Stored data entries:
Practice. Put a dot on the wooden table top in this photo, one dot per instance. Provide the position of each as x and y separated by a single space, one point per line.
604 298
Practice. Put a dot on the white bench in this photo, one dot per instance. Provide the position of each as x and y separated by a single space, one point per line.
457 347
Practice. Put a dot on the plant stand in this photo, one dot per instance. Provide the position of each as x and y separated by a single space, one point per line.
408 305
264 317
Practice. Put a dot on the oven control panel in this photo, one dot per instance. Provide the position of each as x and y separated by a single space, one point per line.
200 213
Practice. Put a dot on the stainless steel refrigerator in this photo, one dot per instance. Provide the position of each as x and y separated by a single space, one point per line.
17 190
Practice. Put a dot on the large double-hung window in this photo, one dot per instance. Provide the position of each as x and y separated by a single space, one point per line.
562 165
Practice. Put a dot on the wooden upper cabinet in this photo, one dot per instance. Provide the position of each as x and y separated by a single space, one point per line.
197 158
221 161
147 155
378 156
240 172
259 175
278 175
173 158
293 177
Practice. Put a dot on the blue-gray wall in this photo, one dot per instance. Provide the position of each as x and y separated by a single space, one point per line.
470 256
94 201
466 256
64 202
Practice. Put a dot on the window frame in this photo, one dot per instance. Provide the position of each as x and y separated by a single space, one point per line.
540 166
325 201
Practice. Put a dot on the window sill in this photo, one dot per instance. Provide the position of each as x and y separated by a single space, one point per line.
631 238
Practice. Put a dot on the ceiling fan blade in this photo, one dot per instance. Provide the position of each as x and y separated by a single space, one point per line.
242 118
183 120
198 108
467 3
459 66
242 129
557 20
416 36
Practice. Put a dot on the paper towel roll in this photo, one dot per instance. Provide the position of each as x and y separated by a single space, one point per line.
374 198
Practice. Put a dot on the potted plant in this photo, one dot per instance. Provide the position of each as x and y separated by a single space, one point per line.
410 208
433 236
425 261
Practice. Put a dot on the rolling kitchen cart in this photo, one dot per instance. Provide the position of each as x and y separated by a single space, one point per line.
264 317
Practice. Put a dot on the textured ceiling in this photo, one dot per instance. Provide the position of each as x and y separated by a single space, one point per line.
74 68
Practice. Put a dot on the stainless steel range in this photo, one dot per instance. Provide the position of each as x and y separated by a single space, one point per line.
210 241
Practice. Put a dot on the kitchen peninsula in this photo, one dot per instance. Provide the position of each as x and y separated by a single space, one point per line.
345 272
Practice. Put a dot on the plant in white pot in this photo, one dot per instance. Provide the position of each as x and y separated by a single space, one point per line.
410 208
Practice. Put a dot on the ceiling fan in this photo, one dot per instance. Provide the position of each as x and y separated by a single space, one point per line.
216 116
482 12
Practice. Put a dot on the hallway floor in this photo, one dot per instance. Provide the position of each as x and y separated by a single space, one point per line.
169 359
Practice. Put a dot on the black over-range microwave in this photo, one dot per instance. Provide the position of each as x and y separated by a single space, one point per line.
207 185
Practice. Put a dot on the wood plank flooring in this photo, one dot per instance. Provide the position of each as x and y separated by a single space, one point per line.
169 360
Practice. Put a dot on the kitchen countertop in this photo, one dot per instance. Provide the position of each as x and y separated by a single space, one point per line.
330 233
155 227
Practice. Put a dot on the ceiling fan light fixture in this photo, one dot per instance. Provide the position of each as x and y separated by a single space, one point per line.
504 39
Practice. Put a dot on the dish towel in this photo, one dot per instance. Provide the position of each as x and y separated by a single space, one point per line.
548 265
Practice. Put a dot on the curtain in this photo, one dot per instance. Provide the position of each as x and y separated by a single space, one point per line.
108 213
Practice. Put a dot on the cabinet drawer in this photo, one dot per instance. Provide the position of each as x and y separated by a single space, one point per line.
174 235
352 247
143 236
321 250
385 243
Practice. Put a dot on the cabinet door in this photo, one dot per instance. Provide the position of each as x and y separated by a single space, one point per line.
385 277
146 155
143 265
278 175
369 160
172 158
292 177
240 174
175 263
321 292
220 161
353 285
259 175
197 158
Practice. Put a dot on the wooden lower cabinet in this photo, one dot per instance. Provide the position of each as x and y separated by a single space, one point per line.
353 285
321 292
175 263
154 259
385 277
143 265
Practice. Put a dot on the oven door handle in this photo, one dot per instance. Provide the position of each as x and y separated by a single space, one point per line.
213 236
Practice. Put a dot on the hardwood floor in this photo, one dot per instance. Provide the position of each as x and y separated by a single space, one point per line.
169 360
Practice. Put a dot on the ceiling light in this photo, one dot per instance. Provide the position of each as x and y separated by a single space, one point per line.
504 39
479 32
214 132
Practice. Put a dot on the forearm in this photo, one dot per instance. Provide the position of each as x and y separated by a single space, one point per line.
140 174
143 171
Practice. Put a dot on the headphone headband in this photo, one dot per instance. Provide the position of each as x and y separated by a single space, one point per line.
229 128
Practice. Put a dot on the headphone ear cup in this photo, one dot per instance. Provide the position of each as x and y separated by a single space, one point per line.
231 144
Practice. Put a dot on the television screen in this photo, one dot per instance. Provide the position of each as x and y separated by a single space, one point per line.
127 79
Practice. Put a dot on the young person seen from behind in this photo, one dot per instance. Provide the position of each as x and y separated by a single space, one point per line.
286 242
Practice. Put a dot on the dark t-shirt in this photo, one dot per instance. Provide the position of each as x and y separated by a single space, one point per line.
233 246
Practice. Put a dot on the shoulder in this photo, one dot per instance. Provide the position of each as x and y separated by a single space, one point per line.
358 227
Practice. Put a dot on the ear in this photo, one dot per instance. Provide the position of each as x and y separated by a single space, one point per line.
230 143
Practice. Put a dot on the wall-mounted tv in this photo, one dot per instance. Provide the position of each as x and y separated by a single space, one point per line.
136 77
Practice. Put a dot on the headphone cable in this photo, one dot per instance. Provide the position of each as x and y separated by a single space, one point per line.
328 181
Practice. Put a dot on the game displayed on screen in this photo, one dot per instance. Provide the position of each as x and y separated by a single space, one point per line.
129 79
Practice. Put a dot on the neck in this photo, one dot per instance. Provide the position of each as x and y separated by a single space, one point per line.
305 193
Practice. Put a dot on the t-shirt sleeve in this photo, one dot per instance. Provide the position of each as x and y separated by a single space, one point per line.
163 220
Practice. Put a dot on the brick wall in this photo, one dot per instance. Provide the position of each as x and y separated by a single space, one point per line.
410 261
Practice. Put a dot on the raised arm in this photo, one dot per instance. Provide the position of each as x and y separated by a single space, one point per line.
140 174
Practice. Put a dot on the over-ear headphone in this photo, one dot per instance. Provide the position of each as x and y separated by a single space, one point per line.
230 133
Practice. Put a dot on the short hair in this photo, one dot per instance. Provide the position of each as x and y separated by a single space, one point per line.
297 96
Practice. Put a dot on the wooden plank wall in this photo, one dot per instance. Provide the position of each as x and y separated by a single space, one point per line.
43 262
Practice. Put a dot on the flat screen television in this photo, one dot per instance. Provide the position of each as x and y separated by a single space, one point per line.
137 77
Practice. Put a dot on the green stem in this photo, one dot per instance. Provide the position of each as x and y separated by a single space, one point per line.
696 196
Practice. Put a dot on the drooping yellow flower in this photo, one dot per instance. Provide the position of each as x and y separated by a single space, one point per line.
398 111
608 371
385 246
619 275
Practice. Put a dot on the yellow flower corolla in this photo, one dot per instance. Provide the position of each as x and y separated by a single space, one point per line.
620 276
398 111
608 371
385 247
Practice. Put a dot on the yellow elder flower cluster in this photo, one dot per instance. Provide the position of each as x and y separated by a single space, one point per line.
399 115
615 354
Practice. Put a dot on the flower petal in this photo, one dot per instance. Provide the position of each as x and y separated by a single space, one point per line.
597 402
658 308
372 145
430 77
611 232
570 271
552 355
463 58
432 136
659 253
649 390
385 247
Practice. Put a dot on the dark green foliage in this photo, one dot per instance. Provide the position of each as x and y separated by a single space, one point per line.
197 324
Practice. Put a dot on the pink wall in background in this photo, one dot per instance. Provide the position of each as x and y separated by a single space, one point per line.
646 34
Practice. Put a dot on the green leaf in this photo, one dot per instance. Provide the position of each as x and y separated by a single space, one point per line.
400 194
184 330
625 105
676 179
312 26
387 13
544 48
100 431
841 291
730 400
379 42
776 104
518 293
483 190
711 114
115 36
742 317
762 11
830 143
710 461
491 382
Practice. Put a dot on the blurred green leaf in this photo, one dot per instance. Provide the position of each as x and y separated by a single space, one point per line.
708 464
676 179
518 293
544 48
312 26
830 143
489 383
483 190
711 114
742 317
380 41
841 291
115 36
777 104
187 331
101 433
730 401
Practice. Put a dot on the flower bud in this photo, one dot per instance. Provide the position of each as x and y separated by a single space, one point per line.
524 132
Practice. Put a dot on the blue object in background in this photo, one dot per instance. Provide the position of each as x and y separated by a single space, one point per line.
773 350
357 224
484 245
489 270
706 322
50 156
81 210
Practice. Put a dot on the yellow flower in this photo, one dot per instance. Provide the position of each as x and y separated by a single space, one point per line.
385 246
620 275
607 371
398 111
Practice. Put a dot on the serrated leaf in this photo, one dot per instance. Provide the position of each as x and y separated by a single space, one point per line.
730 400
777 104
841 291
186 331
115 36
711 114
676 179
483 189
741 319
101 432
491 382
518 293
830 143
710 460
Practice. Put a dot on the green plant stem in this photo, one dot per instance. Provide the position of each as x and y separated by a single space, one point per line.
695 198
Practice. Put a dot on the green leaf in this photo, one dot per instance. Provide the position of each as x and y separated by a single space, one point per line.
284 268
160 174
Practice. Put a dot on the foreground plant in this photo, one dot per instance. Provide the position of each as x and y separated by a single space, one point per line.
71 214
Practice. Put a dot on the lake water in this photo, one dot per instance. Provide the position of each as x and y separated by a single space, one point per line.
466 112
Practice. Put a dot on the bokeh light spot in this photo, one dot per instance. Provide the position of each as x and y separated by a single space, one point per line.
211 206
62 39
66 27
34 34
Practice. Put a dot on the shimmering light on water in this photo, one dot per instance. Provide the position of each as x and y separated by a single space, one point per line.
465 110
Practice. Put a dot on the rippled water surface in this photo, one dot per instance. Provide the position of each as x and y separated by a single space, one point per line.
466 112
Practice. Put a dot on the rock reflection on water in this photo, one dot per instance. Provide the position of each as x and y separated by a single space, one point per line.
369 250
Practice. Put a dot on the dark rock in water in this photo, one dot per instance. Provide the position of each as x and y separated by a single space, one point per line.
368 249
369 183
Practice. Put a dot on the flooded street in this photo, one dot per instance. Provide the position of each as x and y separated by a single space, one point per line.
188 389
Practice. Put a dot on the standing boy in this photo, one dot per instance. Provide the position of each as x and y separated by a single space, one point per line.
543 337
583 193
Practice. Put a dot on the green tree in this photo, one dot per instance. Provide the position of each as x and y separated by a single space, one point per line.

| TASK PROMPT |
Begin with the line that contains "Practice. Put a dot on the rock" and set down each line exactly until the records above end, including the final line.

| EXPECTED ANSWER |
Practice. Put a dot on the rock reflection on water in this photo, one dot per instance. Provide the position of each as x and y separated by a single space, one point per line.
369 250
Practice. Put a dot on the dark rock in water in this photo, one dot per instance. Provide the position of each as x and y separated by a single space, one point per line.
368 249
369 183
Practice. Put a dot on the flooded street in this photo, one dot per instance. Provide the position of each as x and y separated by a single space, one point per line.
188 389
Practice. Put a dot on the standing boy in this photo, one dot per instance. Provide the position of each as x and y separated by a single space, one point per line.
543 337
583 193
Practice. Put a dot on the green tree in this photo, one dot per instance. Provide the position of each as x and y separated by a single space, one point per line.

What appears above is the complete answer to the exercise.